● TEXT TO READ:

Now we will create our `TTreeIndex`. We will use the branch `eventNumber` as our `majornumber`, so that the index effectively sorts our tree by `eventNumber` and we have our events grouped together. Since there are many duplicate `eventNumber` entries, and we do not use any `minornumber`, this is *not* a unique index. But this is fine, because we do not care about the sorting within any single `eventNumber` value. It just means that we *cannot* access every single entry with a call to `TTreeIndex::GetEntryNumberWithIndex()`, but rather we'll have to loop through the elements of `TTreeIndex:GetIndex()` sequentially.

**TODO:** As a consequence of our indexing, we do not protect against the possibility of two clusters having the same `eventNumber` but different `runNumber`s. We should add this at some point to avoid the possibility of mixing clusters from what are really separate events.

In [7]:
# setting minornumber to 0 effectively gets rid of it
chain.SetBranchStatus('*',0)
chain.SetBranchStatus('eventNumber',1)
chain_idx = rt.TTreeIndex(chain,'eventNumber','0') # TODO: consider changing to majornumber=runNumber, minorNumber=eventNumber. In this particular case runNumber is always the same.
n_idx = chain_idx.GetN()
assert(n_idx == chain.GetEntriesFast()) # ensure our TTreeIndex is of the right length, otherwise something is wrong
chain_indices = chain_idx.GetIndex() # a C++-style array of (ROOT) type Long64_t...
chain_indices = np.array([chain_indices[i] for i in range(n_idx)],dtype=np.dtype('i8')) #... now a numpy array

Let's determine the maximum number of topo-clusters per event. We can set a naïve upper bound with nfiles * max(nCluster), but the actual upper bound is probably lower than this.

In [8]:
chain.SetBranchStatus('*',0)

● EXCERPTED RECORDS:
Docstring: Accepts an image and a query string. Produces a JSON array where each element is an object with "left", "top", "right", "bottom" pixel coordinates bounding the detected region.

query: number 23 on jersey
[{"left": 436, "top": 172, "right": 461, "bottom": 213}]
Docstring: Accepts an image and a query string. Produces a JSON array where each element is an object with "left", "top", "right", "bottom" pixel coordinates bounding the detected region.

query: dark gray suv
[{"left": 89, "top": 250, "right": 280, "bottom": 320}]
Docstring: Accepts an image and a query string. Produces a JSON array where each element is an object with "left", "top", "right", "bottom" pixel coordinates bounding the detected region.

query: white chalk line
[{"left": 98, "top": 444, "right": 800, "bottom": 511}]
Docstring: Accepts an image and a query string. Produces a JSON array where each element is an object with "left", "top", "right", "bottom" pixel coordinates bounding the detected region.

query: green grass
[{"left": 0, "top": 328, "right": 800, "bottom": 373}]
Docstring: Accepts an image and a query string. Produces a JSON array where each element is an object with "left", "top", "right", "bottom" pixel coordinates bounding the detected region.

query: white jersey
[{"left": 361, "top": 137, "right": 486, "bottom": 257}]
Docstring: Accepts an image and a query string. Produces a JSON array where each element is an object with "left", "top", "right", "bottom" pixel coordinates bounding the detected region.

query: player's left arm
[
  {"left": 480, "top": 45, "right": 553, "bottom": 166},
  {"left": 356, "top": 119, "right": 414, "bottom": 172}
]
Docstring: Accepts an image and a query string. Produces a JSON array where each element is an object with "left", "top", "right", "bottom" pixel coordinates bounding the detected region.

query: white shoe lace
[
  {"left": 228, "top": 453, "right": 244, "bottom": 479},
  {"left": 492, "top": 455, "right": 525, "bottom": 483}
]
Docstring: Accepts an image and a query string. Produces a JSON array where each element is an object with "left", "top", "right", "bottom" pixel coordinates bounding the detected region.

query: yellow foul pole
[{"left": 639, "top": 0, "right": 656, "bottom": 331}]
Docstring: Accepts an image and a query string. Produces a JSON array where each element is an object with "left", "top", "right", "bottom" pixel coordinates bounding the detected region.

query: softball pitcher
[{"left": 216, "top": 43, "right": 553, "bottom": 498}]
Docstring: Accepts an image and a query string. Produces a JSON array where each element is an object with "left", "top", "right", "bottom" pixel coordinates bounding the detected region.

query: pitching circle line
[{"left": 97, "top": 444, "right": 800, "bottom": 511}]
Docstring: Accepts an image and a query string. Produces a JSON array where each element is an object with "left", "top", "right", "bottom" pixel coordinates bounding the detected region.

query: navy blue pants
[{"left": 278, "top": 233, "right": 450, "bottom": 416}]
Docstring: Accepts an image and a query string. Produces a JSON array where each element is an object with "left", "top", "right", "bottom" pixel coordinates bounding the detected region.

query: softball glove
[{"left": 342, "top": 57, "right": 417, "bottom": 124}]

● YOUR TASK:
Write what comes next in the notebook text on indexing topo-clusters by event number, picking up right after its last line. The items have nothing to do with the text.

● OUTPUT FOR THIS EXERCISE:
chain.SetBranchStatus('eventNumber',1)
chain.SetBranchStatus('nCluster',1)

n_clusters_max = 0
max_tmp = 0

chain.GetEntry(0)
eN_prev = chain.eventNumber

nentries = chain.GetEntries()
stride = int(nentries/100)
l = int(nentries/stride)
bar_length = 120
prefix = 'Finding max nClusters'
qu.printProgressBar(0, l, prefix=prefix, suffix='Complete', length=bar_length)
for i in range(nentries):
    idx = chain_indices[i]
    chain.GetEntry(idx)
    if(chain.eventNumber != eN_prev):
        if(max_tmp > n_clusters_max): n_clusters_max = max_tmp
        max_tmp = 0
    max_tmp += 1
    eN_prev = chain.eventNumber
    if(i%stride == 0): qu.printProgressBar(int(i/stride), l, prefix=prefix, suffix='Complete', length=bar_length)
    
print('max(nClusters) per event =',n_clusters_max)

Finding max nClusters |████████████████████████████████████████████████████████████████████████████████████████████████████████████████████████| 100.0% Complete
max(nClusters) per event = 34


Now we want to copy our data to a new `ROOT` file, where each entry corresponds with an **event**. Our `chain_indices` lets us loop through the existing data in a sensible way.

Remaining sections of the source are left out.